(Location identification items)
┄┄┄┄┄┄┄┄┄┄┄┄┄┄┄┄┄┄┄┄

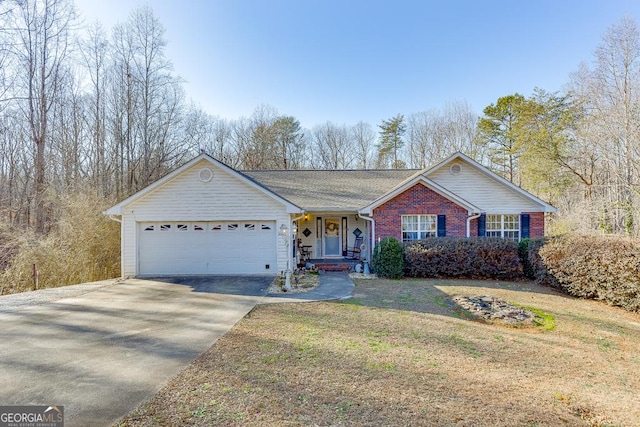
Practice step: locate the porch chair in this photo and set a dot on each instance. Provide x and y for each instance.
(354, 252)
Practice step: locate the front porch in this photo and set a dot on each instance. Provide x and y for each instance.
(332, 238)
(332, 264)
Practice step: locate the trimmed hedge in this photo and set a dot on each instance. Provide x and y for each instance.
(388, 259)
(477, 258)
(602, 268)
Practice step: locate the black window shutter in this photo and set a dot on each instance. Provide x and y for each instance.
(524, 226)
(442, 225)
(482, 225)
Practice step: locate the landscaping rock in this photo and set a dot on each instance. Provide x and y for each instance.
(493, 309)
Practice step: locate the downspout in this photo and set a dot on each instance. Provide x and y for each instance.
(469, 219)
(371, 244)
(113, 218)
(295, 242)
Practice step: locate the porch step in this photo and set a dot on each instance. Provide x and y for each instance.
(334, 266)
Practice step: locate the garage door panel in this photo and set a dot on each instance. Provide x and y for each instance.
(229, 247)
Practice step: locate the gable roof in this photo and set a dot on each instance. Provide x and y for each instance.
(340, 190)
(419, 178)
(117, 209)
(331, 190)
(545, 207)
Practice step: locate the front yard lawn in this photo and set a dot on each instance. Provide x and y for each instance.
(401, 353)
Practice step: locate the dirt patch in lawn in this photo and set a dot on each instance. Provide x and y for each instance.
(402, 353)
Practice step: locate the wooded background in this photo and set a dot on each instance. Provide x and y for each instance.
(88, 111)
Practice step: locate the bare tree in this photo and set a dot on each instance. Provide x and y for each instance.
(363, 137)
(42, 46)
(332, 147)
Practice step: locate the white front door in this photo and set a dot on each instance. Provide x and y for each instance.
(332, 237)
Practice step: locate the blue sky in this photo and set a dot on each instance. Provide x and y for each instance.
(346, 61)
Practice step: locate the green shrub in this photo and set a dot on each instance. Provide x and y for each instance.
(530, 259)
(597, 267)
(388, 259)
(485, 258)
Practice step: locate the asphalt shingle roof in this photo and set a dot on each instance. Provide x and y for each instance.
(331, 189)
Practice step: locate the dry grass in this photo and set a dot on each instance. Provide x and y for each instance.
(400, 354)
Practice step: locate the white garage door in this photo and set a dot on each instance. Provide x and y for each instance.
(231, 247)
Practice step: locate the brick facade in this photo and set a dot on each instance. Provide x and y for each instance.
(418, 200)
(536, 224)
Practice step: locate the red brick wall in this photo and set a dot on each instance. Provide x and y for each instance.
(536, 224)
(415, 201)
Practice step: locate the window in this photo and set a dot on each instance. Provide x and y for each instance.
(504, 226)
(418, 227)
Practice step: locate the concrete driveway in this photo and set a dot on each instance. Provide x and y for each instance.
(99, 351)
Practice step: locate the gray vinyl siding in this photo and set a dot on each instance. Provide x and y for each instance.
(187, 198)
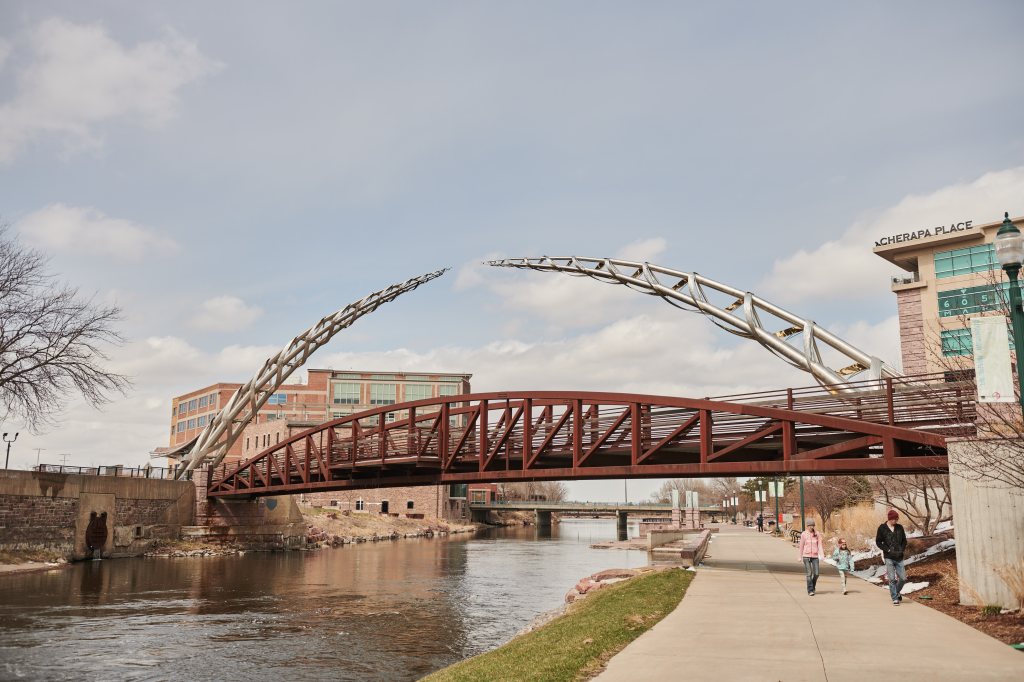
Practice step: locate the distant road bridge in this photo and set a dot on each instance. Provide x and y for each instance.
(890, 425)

┄┄┄┄┄┄┄┄┄┄┄┄┄┄┄┄┄┄┄┄

§ Given exercise:
Quote every line of the records above word for word, leaving out the pictures.

§ Task solution:
Practice step: locate the porch chair in this photo and set a dot on each instance. Provide x and y for each instance.
(354, 252)
Practice step: locate the front porch in this photo and set a dot on each instance. Provide x and y for each instance.
(332, 238)
(332, 264)
Practice step: locate the trimmed hedge in this photo and set a dot on each instance. Provide x and y for each instance.
(388, 259)
(477, 258)
(602, 268)
Practice step: locate the black window shutter in this photo and set a dot on each instance. Provide x and y for each instance.
(524, 226)
(442, 225)
(482, 225)
Practice step: locate the landscaping rock in this photo and set a dot on each instance. Provide x and y for each instance.
(493, 309)
Practice step: locate the downspout in this photo and set a dot on each instance. Provide x and y for each instance.
(469, 219)
(371, 244)
(113, 218)
(295, 242)
Practice step: locate the porch step in this photo and set a dot on each instance. Provide x and y for each instance.
(334, 266)
Practice step: locate the garage door panel in this photo and set a dot on each instance. Provide x and y for each instance.
(229, 247)
Practice step: locate the gable roof in this photo and set a dot on each instance. Provide x and y for each instance.
(340, 190)
(419, 178)
(117, 209)
(331, 190)
(545, 207)
Practice step: locate the front yard lawn in this photo and set a dot on each instance. Provide x and y for each instance.
(401, 353)
Practice step: locate the dirt patch in lawn in this photo and set a dot on each instance. Provide x and y for each instance.
(402, 353)
Practice step: locate the wooded background in this photo and set a dot on each instance. Provide x and y for each instance.
(88, 111)
Practice step: locate the bare tree in this photo and set a dot on each instance. Provide x and y for each instance.
(363, 137)
(42, 46)
(332, 147)
Practice step: locate the white front door in this photo and set a dot on each instance. Provide x and y for each instance.
(332, 237)
Practice step: locate the blue sky in this photo and set a dot on each instance. Provide x and y for each instance.
(346, 61)
Practice step: locate the green shrub in this photo and set a dot on each instance. Provide x and y for each instance.
(530, 259)
(597, 267)
(388, 259)
(485, 258)
Practice step: locate the asphalt shingle roof in this photo and set a dot on each instance. Provide x and y for each instance.
(331, 189)
Practice step: locate the dry grass in this photo and set a dot on each instance. Provide x and y for each instance.
(400, 354)
Practice step: locate the white garage door in this photo and set a dot on each instance. Provide x and y for each instance.
(231, 247)
Practice step: locate the brick facade in this photo and set a dot on each instance. Provide x and y for each instance.
(418, 200)
(536, 224)
Practice step: locate the red brick wall in this photo and set a dot on each instance. Provide x and y for each instance.
(536, 224)
(415, 201)
Practice step: locate the window in this photo and set a dot on each instance. Provide x and y for each instance.
(504, 226)
(418, 227)
Practice step: locate the concrete driveway in this photo and set a dot on each instance. Provide x and y for each instance.
(99, 351)
Practice step: locate the gray vinyl siding in this photo and set a dot on each instance. Provide x and y for each instance.
(187, 198)
Practice step: locate the distant road bridge in this photo and set a dot on each instance. Provide x and y for each instance.
(890, 425)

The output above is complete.